-- DATASET EXCERPTS start --

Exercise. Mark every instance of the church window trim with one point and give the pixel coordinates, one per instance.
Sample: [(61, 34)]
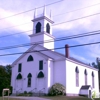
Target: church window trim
[(85, 74), (30, 58), (48, 28), (38, 27), (40, 75), (29, 77), (77, 76), (41, 65), (19, 67), (19, 76), (93, 80)]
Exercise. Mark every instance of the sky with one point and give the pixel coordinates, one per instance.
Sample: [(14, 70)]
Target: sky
[(69, 18)]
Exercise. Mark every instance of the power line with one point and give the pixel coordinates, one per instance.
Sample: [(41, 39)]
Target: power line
[(31, 9), (61, 22), (15, 26), (57, 39), (77, 19), (55, 15), (14, 34), (78, 9), (49, 49)]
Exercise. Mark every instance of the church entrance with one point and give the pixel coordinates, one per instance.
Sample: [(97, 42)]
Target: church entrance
[(18, 86), (41, 84)]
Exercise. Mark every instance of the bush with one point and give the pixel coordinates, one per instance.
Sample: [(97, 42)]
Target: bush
[(93, 94), (57, 89)]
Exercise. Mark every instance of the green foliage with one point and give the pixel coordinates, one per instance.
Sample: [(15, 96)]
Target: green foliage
[(57, 89), (25, 94), (93, 94), (5, 77)]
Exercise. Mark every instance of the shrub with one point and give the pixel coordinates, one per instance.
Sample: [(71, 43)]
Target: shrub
[(25, 92), (93, 94), (57, 89)]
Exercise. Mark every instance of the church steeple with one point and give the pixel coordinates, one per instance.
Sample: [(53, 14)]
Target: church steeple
[(44, 11), (35, 13), (42, 29)]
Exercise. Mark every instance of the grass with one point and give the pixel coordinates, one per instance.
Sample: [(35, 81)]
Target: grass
[(68, 98), (55, 98), (9, 98)]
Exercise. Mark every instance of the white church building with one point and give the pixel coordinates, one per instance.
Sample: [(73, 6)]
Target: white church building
[(40, 67)]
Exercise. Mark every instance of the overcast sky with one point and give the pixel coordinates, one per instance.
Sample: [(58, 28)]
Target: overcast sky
[(66, 11)]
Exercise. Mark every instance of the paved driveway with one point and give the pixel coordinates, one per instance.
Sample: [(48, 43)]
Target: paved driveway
[(28, 98)]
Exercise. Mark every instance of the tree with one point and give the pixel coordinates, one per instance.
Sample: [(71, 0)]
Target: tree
[(5, 77)]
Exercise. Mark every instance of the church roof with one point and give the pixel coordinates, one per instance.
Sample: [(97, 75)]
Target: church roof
[(52, 55)]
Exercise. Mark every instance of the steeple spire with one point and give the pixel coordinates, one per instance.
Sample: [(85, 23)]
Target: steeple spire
[(44, 11), (35, 13), (50, 14)]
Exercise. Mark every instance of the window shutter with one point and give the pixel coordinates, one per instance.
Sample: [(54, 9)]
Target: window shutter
[(41, 65)]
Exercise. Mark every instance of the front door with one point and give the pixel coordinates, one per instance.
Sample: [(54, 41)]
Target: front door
[(18, 85), (40, 86)]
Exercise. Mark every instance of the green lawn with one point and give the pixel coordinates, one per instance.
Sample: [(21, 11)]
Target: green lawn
[(9, 98), (68, 98), (56, 98)]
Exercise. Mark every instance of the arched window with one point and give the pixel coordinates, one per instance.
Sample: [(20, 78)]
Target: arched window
[(29, 76), (38, 27), (77, 76), (92, 79), (40, 75), (85, 73), (19, 76), (41, 65), (48, 28), (30, 58)]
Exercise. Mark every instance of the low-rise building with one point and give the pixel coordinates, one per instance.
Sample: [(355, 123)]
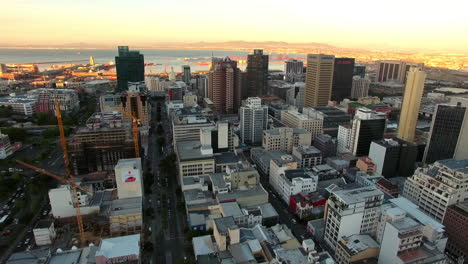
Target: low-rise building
[(119, 249), (44, 232), (366, 165), (193, 159), (20, 104), (438, 186), (308, 156), (292, 118), (285, 138), (356, 248)]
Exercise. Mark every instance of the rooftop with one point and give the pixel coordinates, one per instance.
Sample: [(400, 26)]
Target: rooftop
[(224, 224), (119, 246), (414, 211), (203, 245), (358, 195), (226, 157), (231, 209), (190, 150), (354, 244)]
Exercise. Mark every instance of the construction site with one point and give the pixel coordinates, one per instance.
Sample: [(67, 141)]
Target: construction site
[(105, 198)]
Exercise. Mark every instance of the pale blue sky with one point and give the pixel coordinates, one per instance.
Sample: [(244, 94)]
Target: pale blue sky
[(437, 25)]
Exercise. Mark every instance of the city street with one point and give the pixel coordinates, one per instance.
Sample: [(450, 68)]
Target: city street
[(168, 243)]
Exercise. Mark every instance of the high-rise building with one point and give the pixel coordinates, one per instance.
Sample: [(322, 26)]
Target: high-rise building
[(326, 144), (285, 138), (294, 71), (342, 79), (368, 126), (6, 149), (411, 102), (294, 119), (256, 74), (394, 157), (344, 139), (136, 103), (332, 118), (100, 144), (186, 75), (359, 70), (456, 224), (360, 87), (130, 66), (394, 71), (350, 212), (438, 186), (295, 95), (253, 120), (319, 78), (293, 66), (225, 85), (448, 137)]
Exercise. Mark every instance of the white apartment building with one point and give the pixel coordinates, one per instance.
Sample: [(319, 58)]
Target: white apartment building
[(253, 120), (6, 149), (353, 211), (285, 138), (344, 139), (308, 156), (61, 202), (129, 178), (436, 187), (292, 118)]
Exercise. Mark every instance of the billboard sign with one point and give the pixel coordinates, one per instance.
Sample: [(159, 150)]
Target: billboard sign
[(130, 176)]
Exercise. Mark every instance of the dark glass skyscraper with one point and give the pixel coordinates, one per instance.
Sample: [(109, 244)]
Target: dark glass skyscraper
[(187, 76), (130, 66), (342, 79), (446, 128), (257, 73)]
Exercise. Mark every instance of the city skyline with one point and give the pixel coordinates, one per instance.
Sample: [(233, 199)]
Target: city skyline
[(399, 26)]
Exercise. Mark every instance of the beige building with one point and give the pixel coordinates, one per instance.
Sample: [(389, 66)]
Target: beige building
[(411, 102), (319, 77), (294, 119), (285, 138), (225, 232), (129, 178), (194, 160), (356, 248)]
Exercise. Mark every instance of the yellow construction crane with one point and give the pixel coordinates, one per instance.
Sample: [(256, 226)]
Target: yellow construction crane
[(135, 122), (69, 176)]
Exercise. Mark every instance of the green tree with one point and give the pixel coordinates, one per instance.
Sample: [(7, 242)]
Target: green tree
[(43, 119), (6, 111), (161, 141)]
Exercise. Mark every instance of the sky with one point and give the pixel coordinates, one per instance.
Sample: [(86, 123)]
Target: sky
[(440, 25)]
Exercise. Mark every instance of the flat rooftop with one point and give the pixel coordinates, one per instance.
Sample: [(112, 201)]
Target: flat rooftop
[(190, 151), (354, 244), (358, 195), (119, 246), (224, 224)]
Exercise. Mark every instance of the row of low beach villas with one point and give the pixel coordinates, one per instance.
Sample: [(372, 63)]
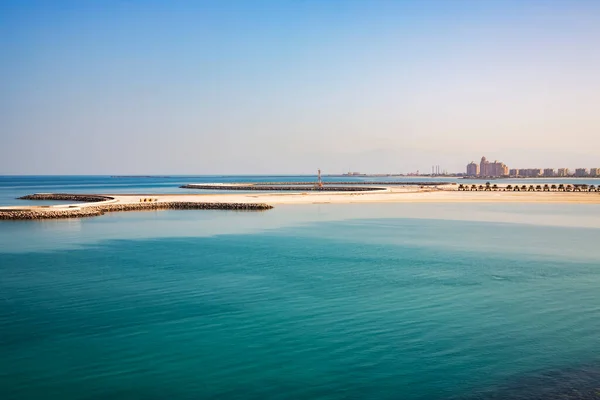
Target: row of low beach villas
[(530, 188), (498, 169)]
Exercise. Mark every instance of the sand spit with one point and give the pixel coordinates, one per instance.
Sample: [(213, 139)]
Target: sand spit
[(278, 188), (98, 205)]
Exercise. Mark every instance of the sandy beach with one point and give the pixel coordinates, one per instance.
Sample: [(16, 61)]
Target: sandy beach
[(107, 202)]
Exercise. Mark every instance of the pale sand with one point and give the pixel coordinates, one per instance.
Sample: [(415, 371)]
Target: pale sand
[(392, 195)]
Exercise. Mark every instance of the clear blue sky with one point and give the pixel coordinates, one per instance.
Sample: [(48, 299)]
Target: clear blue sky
[(226, 87)]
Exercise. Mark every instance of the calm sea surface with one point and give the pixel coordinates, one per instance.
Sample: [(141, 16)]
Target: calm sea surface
[(358, 301)]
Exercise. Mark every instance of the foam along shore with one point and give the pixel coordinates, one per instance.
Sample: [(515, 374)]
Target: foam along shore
[(99, 204)]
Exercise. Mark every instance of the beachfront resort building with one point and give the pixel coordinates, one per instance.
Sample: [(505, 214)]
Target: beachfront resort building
[(495, 169), (549, 172), (472, 169)]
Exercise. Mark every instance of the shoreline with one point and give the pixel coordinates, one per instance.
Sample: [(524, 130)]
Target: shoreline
[(99, 204)]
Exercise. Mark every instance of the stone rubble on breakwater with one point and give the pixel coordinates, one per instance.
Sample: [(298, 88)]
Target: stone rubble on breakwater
[(91, 210), (295, 188)]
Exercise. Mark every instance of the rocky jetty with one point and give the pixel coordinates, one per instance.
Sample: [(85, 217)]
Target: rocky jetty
[(86, 198), (281, 187), (92, 210)]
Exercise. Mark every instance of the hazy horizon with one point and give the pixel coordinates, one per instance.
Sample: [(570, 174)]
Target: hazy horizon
[(282, 87)]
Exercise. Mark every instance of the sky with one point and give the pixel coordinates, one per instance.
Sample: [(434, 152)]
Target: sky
[(286, 87)]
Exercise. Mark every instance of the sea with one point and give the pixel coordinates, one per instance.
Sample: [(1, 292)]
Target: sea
[(349, 301)]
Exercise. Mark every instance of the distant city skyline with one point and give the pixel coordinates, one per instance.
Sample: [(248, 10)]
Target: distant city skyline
[(498, 169), (286, 87)]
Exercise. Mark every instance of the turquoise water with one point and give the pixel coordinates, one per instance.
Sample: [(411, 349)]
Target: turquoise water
[(359, 301), (12, 187)]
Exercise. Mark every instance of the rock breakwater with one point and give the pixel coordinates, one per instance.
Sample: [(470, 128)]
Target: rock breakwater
[(80, 211), (86, 198)]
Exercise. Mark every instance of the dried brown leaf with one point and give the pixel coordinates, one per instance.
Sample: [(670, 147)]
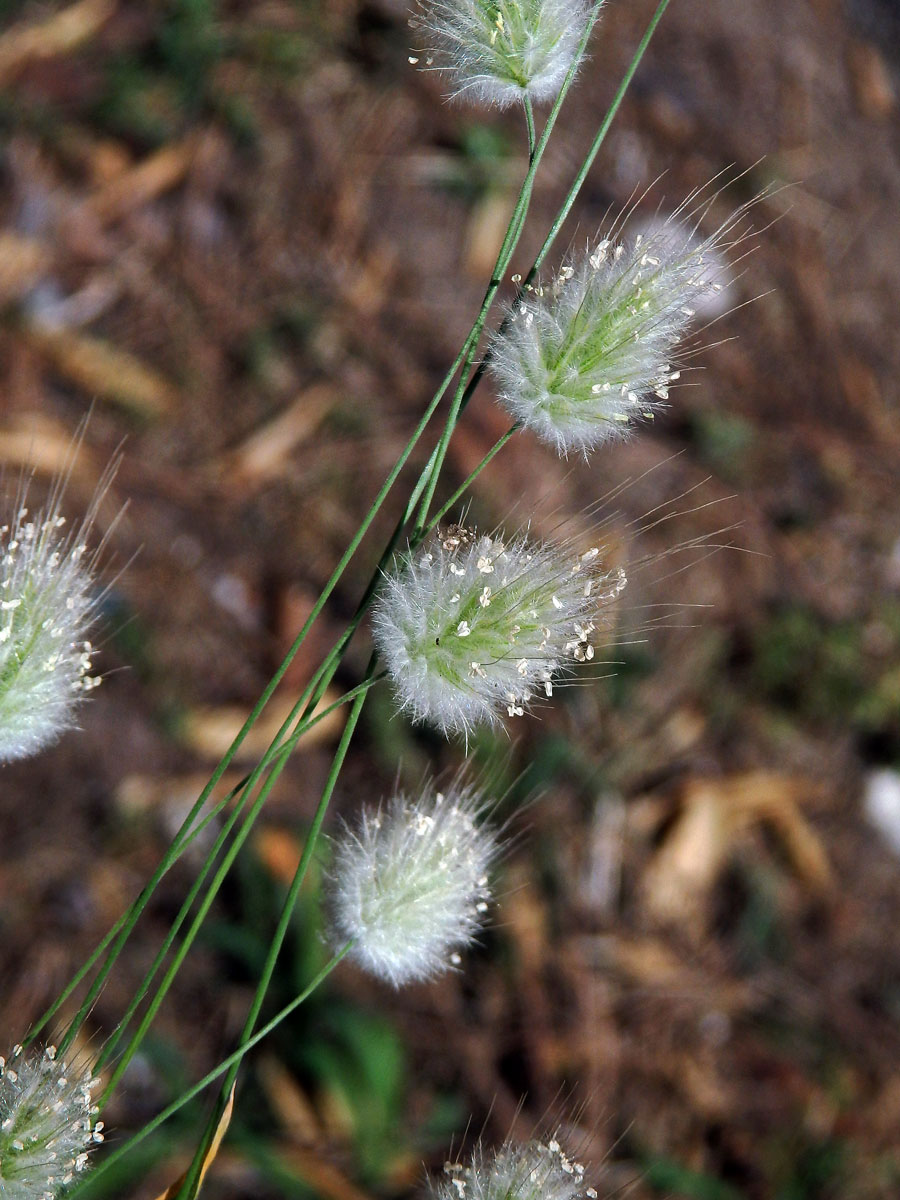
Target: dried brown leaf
[(22, 263), (102, 370), (714, 814), (60, 33), (221, 1128)]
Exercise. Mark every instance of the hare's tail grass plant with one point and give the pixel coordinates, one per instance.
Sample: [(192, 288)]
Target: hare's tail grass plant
[(471, 628)]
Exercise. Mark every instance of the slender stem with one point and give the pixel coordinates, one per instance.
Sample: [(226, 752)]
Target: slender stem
[(276, 757), (469, 479), (599, 139), (587, 163), (213, 1075), (213, 891), (189, 1189), (503, 259), (529, 127)]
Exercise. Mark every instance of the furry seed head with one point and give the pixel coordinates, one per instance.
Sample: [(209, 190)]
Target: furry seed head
[(409, 883), (47, 1125), (47, 606), (472, 628), (534, 1170), (585, 355), (498, 52)]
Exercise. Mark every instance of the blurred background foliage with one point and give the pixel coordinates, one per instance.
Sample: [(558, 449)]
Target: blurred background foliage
[(251, 237)]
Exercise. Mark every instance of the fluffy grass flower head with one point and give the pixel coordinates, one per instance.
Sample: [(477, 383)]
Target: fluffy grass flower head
[(533, 1170), (409, 885), (587, 354), (473, 628), (47, 606), (47, 1125), (499, 52)]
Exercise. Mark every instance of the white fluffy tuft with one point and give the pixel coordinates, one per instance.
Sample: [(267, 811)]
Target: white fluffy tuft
[(409, 883), (472, 628), (47, 606), (498, 52), (534, 1170), (589, 353), (47, 1125)]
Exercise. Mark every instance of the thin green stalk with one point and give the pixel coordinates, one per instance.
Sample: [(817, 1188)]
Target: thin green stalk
[(598, 141), (213, 1075), (271, 757), (503, 261), (124, 928), (471, 479), (213, 891), (189, 1189), (529, 127)]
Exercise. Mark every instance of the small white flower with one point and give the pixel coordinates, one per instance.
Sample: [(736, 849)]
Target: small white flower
[(47, 1125), (47, 606), (534, 1170), (432, 622), (498, 52), (409, 885), (585, 357)]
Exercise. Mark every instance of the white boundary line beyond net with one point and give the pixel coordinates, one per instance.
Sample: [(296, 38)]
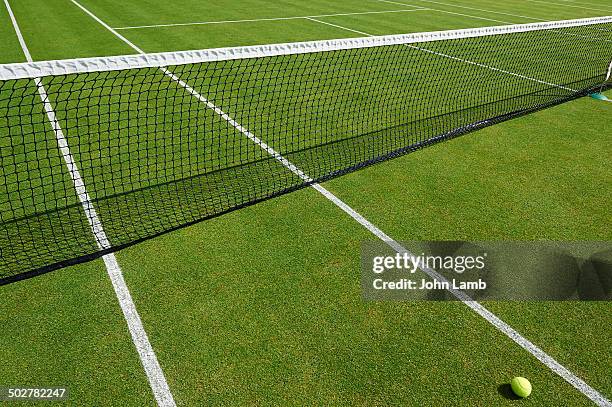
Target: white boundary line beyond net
[(534, 350), (475, 306), (163, 59), (256, 20), (153, 370)]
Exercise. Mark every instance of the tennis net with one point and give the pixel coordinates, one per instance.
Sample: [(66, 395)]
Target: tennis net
[(97, 154)]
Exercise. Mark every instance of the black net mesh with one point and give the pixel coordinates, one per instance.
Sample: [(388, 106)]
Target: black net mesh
[(155, 155)]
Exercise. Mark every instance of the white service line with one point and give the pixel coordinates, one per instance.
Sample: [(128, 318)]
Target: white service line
[(453, 13), (139, 336), (454, 58), (136, 27), (542, 356), (568, 5), (582, 2), (489, 19), (464, 7)]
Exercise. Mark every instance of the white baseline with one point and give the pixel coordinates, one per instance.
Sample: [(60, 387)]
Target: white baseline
[(147, 356)]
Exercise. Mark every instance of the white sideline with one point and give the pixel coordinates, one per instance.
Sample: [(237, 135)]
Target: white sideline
[(139, 336), (455, 58), (465, 7), (568, 5), (542, 356), (160, 59), (485, 18), (254, 20), (581, 2)]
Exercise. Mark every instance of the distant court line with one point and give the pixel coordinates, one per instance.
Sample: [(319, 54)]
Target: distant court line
[(137, 27), (543, 357), (502, 326), (569, 5), (139, 336)]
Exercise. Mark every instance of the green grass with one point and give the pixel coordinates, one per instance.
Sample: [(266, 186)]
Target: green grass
[(263, 306)]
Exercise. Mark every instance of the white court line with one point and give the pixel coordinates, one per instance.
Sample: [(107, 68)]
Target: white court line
[(490, 19), (547, 360), (582, 2), (492, 68), (451, 12), (465, 7), (568, 5), (136, 27), (139, 336)]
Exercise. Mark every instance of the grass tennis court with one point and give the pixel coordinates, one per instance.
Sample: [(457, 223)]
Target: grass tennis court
[(263, 305)]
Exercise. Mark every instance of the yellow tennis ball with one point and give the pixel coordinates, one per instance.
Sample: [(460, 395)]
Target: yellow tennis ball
[(520, 386)]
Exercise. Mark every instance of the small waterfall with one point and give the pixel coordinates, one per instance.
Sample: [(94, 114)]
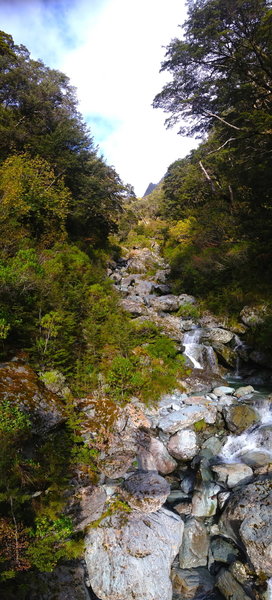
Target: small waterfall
[(192, 347), (269, 589), (257, 439), (240, 348), (200, 355)]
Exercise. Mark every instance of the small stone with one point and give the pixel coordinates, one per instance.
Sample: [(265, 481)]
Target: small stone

-- DATASET EXCERPTS end --

WHAT YOU HAVE TO DO: Render the stretch from the line containing "Exercise. Mark every instance of the small waterfall" through the end of the records as a Markdown table with the columns No. and Text, numbering each line and leaving out blank lines and the pictures.

WRITTEN SOLUTION:
| No. | Text |
|---|---|
| 1 | Exercise. Mark every instance of the small waterfall with one point and give the pixel coordinates, one per instance. |
| 2 | Sample: [(94, 114)] |
| 3 | Target: small waterfall |
| 4 | [(192, 347), (269, 589), (257, 439), (240, 348), (200, 355)] |
| 5 | Exercise. Mark every instance of the small stone with one point and give the pixel coordinates, one per instance. |
| 6 | Sample: [(265, 481)] |
| 7 | Target: small stone |